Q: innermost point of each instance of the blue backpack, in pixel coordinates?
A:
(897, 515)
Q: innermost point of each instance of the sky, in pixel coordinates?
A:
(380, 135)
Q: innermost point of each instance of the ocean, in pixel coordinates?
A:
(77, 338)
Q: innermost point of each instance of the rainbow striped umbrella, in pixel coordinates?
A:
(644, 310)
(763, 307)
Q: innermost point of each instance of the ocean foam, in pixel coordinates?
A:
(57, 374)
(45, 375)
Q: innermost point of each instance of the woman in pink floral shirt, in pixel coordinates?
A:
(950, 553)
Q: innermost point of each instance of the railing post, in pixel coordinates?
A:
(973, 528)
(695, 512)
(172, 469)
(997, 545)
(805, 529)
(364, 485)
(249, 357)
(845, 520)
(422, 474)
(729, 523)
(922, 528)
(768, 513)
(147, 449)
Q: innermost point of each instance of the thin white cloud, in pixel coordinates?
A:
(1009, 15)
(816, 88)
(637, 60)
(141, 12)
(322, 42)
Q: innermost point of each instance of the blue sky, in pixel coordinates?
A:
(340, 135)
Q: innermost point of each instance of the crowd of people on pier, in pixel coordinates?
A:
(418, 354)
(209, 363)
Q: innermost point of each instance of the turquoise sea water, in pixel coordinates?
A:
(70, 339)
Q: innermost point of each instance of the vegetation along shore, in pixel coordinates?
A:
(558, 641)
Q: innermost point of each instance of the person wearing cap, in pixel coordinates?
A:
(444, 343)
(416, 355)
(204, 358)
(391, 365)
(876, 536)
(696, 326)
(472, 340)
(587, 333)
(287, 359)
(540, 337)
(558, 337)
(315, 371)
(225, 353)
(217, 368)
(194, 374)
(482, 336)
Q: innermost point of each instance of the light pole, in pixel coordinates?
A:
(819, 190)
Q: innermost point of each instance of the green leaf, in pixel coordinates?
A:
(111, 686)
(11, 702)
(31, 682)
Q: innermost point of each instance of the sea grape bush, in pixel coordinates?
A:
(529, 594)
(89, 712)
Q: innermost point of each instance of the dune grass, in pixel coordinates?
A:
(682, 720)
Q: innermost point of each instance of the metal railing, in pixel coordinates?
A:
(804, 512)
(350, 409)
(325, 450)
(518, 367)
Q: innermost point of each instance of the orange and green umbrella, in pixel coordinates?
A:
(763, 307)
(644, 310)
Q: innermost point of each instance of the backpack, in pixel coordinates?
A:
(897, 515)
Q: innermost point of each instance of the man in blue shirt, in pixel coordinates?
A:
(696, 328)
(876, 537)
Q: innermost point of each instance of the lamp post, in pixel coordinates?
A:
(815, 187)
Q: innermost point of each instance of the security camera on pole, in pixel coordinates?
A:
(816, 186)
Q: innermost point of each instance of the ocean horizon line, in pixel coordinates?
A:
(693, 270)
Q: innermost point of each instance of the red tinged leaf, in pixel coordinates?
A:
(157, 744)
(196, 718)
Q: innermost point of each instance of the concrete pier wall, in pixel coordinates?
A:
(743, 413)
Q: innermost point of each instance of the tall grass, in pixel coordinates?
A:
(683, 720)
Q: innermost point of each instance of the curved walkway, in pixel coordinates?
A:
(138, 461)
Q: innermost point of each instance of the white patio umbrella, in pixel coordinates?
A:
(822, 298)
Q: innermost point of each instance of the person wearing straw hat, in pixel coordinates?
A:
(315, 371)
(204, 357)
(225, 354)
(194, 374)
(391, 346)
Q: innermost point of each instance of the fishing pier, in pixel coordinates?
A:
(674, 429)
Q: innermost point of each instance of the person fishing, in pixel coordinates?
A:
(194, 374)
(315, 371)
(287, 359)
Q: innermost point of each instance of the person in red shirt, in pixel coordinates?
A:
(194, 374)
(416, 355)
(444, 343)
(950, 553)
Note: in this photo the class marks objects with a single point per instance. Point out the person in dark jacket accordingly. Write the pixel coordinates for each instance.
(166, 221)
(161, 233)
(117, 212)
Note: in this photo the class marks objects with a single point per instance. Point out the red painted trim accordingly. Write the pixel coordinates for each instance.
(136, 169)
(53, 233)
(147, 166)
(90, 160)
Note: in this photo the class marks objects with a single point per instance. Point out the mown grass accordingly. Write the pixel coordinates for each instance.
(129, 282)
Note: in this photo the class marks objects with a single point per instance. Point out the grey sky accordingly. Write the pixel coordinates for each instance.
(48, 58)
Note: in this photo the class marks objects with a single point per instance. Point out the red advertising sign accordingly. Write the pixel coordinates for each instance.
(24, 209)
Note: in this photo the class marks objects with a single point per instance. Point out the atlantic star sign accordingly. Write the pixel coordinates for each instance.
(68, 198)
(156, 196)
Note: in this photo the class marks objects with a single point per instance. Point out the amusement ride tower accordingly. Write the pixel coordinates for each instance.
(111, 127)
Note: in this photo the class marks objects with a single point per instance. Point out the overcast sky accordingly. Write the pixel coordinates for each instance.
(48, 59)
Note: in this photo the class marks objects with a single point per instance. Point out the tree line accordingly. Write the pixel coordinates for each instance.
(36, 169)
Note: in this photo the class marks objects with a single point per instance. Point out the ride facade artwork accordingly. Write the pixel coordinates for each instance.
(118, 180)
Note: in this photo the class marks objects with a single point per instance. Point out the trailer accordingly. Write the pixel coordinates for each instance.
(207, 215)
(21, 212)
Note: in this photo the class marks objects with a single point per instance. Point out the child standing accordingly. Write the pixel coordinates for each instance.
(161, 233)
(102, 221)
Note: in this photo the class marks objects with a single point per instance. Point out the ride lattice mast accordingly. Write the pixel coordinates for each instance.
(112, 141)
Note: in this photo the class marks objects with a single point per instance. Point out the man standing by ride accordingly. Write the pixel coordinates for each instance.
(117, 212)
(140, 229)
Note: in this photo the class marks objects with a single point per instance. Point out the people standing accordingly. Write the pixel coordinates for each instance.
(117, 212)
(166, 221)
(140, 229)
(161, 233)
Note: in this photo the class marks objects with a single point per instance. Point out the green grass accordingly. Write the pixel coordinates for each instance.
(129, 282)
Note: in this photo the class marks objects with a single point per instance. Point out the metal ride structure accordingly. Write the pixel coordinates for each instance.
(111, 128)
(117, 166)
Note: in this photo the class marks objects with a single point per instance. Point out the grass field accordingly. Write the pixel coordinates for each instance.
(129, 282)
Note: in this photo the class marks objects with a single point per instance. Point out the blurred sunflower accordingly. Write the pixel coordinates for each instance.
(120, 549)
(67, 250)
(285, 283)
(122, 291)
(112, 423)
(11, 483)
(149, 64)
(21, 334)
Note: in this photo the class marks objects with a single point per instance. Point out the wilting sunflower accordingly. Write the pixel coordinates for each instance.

◇ ◇ ◇

-- Your goal --
From the "out the green" line to the close of the listing, restate each line word for word.

-- Written response --
Note: in this photo the class marks objects with a single point per instance. Point out the green grass accordingly. Write the pixel coordinates for each instance.
(129, 282)
Note: in this photo the class marks objects with a single point per instance. Point out the metal ride structure accordingly. Write the pixel coordinates for each instance.
(111, 128)
(117, 166)
Note: in this photo the class marks objects with a single point per instance. Point out the grass field accordingly. Write the pixel coordinates for each instance.
(129, 282)
Note: in this photo the class marks objects with a single point per instance. Point out the blurred sunflower accordingly. Write the pixel coordinates for each instance.
(120, 549)
(67, 250)
(285, 283)
(122, 291)
(112, 423)
(11, 483)
(149, 64)
(21, 334)
Note: in this photo the class marks objects with a single point per instance. Point out the wilting sunflower accordingly. Write the pixel coordinates for each instance.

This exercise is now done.